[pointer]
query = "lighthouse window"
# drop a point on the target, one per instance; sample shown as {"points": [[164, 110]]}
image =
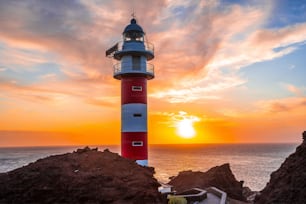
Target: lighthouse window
{"points": [[137, 114], [136, 62], [137, 143], [136, 88]]}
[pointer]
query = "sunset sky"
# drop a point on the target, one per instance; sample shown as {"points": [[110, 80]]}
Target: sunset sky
{"points": [[230, 71]]}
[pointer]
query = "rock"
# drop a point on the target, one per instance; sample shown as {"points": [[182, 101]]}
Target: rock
{"points": [[219, 176], [84, 176], [287, 185]]}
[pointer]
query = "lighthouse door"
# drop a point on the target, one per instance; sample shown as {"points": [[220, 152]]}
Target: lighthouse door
{"points": [[136, 62]]}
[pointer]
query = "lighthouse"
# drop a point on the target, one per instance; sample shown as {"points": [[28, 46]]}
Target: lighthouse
{"points": [[133, 70]]}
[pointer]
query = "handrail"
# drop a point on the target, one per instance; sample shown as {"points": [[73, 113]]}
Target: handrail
{"points": [[148, 46]]}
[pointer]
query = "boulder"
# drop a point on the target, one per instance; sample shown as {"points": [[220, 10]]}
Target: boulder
{"points": [[84, 176], [219, 176], [287, 185]]}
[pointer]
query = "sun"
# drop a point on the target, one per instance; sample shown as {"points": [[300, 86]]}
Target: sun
{"points": [[185, 128]]}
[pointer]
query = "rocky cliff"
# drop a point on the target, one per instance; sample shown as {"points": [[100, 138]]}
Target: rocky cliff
{"points": [[287, 185], [219, 176], [84, 176]]}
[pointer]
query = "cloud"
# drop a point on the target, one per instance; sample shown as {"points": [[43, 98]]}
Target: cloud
{"points": [[199, 45], [291, 105], [293, 89]]}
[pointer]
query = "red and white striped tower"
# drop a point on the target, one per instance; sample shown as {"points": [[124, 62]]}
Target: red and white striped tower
{"points": [[133, 71]]}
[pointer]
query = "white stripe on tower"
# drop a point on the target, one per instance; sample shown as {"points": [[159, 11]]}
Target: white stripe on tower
{"points": [[134, 119]]}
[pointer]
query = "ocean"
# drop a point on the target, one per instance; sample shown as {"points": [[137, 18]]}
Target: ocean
{"points": [[252, 163]]}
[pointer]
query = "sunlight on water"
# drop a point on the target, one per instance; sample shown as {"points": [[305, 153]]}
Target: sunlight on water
{"points": [[252, 163]]}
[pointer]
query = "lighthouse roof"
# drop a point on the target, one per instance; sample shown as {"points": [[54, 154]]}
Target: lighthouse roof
{"points": [[133, 27]]}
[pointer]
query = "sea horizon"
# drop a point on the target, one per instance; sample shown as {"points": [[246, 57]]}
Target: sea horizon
{"points": [[252, 163]]}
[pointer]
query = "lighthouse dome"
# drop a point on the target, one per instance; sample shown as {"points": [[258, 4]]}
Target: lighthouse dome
{"points": [[133, 27]]}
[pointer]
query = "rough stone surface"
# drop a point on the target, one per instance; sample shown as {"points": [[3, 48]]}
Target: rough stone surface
{"points": [[84, 176], [287, 185], [219, 176]]}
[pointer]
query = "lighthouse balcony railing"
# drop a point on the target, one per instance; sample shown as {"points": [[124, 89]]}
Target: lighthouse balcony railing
{"points": [[147, 45], [131, 69]]}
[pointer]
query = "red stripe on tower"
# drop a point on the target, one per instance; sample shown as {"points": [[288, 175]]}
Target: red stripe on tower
{"points": [[133, 71]]}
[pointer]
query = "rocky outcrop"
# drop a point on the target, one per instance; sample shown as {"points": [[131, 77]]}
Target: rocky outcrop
{"points": [[84, 176], [287, 185], [219, 176]]}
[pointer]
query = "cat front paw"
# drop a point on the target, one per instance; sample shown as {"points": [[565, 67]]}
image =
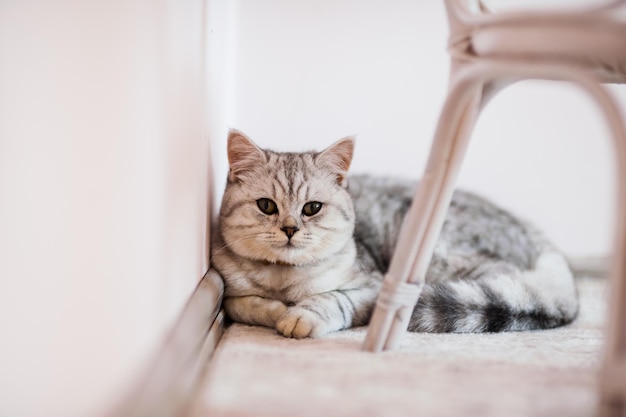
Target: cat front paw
{"points": [[298, 322]]}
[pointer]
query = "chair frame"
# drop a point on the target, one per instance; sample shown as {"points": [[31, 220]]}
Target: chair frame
{"points": [[482, 64]]}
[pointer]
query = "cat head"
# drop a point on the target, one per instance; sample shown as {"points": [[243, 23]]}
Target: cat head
{"points": [[286, 208]]}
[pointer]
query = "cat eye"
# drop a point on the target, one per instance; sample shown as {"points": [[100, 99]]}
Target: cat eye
{"points": [[311, 208], [267, 206]]}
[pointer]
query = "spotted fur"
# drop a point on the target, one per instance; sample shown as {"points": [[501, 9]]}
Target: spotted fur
{"points": [[309, 274]]}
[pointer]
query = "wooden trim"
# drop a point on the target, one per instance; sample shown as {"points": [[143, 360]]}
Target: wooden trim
{"points": [[169, 383]]}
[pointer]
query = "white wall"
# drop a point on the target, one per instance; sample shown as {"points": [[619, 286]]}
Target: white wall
{"points": [[103, 194], [308, 73]]}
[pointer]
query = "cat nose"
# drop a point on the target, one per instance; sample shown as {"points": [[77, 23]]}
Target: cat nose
{"points": [[289, 231]]}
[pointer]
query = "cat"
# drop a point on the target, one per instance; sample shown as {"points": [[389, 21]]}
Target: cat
{"points": [[303, 248]]}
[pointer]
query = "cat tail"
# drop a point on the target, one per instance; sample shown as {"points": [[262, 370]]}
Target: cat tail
{"points": [[541, 298]]}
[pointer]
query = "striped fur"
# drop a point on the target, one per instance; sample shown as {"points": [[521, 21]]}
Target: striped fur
{"points": [[310, 274]]}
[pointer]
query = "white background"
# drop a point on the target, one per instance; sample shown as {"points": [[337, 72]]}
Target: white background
{"points": [[305, 74]]}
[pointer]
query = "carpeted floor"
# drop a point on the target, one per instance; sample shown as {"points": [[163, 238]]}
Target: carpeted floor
{"points": [[548, 373]]}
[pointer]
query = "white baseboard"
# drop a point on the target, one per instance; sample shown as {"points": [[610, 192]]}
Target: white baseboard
{"points": [[167, 386]]}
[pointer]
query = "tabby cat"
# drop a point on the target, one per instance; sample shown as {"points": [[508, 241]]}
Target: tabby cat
{"points": [[303, 249]]}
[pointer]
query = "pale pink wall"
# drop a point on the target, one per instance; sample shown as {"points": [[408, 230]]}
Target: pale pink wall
{"points": [[103, 193], [308, 73]]}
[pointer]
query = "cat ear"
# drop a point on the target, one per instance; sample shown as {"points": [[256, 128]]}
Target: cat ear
{"points": [[337, 158], [243, 154]]}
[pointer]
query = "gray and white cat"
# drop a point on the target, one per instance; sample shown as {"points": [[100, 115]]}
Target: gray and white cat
{"points": [[303, 249]]}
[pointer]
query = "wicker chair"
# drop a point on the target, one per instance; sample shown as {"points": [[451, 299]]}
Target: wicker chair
{"points": [[489, 51]]}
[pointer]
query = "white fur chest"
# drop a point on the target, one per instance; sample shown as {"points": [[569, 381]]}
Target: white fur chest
{"points": [[286, 283]]}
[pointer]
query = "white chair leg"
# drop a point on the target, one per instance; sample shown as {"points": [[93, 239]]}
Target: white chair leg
{"points": [[425, 217]]}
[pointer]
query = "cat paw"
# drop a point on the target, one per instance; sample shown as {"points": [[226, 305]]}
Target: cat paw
{"points": [[299, 323]]}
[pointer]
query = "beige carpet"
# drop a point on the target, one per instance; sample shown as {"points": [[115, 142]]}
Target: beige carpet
{"points": [[543, 373]]}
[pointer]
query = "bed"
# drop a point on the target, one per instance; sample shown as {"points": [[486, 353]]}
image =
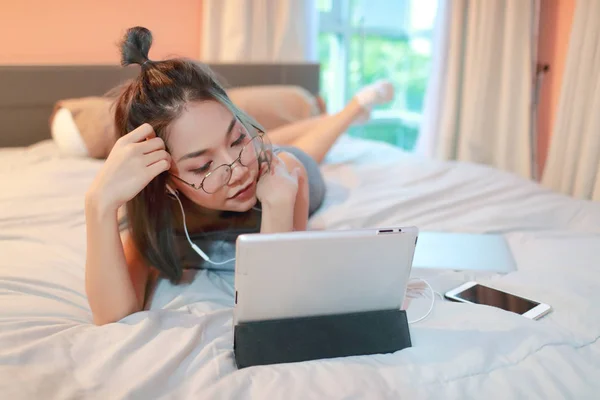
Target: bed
{"points": [[181, 346]]}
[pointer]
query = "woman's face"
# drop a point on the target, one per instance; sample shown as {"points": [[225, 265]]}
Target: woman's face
{"points": [[204, 137]]}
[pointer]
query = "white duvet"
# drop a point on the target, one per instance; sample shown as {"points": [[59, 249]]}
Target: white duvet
{"points": [[182, 346]]}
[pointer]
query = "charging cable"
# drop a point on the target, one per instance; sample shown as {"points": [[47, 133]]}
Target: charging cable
{"points": [[196, 248], [433, 293]]}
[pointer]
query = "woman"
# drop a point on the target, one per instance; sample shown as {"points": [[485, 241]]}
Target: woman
{"points": [[186, 154]]}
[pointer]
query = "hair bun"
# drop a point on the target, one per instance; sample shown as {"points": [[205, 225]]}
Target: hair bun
{"points": [[135, 46]]}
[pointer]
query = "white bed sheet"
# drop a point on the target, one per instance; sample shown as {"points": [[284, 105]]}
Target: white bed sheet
{"points": [[182, 346]]}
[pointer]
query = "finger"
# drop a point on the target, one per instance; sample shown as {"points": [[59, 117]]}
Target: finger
{"points": [[151, 145], [156, 156], [157, 168], [140, 133]]}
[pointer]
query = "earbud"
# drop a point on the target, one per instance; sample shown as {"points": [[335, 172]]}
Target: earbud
{"points": [[171, 191]]}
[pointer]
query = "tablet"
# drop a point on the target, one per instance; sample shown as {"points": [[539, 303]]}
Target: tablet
{"points": [[464, 252], [312, 273]]}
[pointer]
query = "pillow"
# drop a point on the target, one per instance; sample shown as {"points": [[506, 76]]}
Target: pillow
{"points": [[84, 126]]}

[What to produce]
List every line in the items above that contains the string "spotted". Case counts.

[Exercise result]
query = "spotted fur"
Target: spotted fur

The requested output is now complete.